→ **Work to complete**
Set down exactly the lines running from the line with "Task: Expected behaviour is that every instance of the stone" to the end of the listing below, both ends included.

[Named object pointing entries]
————————
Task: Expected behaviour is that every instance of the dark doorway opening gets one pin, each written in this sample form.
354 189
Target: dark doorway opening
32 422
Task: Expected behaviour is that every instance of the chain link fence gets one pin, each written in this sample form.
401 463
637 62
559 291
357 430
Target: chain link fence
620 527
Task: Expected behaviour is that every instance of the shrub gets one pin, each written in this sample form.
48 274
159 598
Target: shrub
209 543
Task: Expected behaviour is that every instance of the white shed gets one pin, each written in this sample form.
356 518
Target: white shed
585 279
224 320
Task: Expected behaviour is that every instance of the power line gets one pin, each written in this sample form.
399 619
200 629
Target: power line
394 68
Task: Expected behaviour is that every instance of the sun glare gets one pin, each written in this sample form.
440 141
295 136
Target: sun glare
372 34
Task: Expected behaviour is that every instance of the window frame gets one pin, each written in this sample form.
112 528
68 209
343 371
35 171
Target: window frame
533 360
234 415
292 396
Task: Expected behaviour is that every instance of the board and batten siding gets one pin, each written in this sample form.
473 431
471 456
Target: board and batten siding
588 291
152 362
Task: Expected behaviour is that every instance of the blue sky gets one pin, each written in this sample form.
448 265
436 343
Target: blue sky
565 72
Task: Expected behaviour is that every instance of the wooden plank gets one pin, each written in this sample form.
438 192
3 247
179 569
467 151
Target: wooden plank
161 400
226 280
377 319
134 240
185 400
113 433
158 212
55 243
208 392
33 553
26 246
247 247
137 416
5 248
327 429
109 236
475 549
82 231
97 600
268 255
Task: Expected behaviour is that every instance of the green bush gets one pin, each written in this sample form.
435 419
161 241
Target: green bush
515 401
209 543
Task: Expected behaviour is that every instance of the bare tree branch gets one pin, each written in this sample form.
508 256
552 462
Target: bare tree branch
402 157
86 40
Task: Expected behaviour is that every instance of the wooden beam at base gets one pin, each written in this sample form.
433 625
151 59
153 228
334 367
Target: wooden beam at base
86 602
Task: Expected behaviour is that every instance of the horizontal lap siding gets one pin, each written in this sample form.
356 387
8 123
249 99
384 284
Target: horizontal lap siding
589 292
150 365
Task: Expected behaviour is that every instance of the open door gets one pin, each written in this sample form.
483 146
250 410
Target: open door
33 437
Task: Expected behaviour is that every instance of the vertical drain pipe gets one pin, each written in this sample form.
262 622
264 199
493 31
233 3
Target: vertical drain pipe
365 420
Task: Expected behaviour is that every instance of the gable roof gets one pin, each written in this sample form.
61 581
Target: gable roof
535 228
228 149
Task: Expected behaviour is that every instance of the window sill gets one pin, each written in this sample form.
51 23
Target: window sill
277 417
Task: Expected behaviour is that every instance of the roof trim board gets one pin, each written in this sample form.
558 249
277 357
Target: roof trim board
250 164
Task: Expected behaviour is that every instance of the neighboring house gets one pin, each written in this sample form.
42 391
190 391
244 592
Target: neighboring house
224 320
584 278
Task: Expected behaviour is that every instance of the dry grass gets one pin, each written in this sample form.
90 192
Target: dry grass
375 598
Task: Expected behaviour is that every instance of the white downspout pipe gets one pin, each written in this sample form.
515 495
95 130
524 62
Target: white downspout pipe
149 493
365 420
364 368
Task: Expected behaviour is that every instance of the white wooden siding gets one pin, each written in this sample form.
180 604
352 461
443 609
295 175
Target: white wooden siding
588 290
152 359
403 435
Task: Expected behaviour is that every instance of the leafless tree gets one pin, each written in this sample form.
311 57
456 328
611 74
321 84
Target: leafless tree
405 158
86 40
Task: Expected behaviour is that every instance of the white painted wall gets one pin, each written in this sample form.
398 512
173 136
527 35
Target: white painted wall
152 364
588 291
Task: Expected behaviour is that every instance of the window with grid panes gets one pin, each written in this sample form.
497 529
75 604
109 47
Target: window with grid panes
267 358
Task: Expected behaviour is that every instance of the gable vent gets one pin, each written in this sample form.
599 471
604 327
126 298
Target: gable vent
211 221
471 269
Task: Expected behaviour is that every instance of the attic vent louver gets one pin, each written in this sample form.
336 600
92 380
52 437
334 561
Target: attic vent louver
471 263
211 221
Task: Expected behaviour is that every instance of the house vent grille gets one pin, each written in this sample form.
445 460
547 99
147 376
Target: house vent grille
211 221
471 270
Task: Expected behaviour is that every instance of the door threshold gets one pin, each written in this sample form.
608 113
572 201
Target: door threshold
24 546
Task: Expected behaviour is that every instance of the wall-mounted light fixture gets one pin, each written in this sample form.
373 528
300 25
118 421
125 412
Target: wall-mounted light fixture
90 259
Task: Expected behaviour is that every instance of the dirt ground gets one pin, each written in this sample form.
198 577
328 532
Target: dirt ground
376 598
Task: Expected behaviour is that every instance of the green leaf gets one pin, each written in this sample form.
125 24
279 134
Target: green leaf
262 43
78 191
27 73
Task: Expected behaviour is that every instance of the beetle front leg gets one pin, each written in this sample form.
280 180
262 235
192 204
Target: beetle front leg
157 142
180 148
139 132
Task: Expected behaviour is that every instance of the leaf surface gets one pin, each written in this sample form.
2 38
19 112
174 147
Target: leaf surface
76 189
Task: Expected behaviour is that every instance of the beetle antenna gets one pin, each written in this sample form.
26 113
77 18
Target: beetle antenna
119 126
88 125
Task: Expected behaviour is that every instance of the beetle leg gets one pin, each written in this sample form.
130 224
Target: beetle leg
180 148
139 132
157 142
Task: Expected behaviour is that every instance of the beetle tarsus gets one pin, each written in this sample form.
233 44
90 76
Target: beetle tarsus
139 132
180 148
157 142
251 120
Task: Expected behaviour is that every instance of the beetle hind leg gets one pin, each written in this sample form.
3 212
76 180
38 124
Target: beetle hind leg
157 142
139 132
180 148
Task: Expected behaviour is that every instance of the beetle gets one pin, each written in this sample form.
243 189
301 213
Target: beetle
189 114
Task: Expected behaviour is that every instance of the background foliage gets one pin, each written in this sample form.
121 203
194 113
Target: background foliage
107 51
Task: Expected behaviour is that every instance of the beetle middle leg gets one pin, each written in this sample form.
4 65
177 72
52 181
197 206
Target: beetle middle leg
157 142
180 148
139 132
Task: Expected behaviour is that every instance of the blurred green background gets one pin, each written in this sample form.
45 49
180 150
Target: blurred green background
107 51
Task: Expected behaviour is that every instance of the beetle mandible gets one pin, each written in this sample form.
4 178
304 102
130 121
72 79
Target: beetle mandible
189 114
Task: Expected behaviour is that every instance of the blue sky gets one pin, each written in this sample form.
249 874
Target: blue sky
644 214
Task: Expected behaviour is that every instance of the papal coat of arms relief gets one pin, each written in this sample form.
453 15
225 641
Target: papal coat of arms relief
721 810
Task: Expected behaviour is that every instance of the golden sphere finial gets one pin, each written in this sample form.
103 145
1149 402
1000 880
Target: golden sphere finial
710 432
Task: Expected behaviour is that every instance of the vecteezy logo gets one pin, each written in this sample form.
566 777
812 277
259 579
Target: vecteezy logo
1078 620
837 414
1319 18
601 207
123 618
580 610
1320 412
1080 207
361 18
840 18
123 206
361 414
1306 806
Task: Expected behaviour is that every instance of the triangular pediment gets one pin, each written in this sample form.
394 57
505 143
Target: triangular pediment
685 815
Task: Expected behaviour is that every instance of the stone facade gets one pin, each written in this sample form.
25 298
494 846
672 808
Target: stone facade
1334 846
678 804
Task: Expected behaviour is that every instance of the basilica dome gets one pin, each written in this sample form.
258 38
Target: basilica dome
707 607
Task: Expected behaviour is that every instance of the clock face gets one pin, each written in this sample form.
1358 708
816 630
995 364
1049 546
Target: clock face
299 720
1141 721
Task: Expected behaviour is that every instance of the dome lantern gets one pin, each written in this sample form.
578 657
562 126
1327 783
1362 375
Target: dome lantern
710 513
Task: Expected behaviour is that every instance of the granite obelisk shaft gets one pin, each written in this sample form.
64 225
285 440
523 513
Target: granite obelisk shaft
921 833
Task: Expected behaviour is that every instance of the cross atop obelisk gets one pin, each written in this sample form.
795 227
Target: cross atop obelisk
————————
→ **Solution for this task**
Task: Expected behaviour is that every instance of the stone facade gets one pin, each written in this sample form.
25 298
494 846
672 808
Target: stone facade
1334 846
678 804
Task: Expected behaviour is that every instance of the basilica dome gets one pin, each written in this sample form.
258 38
Target: basilica dome
707 607
Task: Expected behaviour is that every instance of the clock face gets one pin, each written in this sample form.
1358 708
816 630
995 364
1049 546
Target: clock face
299 720
1141 721
Task: Expected behaviour is that every instance of the dome lantern gets one pin, each written in this sample form.
578 657
562 126
1327 783
1362 375
Target: dome lantern
710 513
Task: Expected behaviour is that every instance of the granite obelisk shaft gets one pin, each written in this sample form.
64 225
285 440
523 513
Target: granite obelisk shaft
921 833
Task: Expected behaviour is that every instance of the cross atop obelisk gets one pin, each written in this sample form.
795 227
Target: cross atop obelisk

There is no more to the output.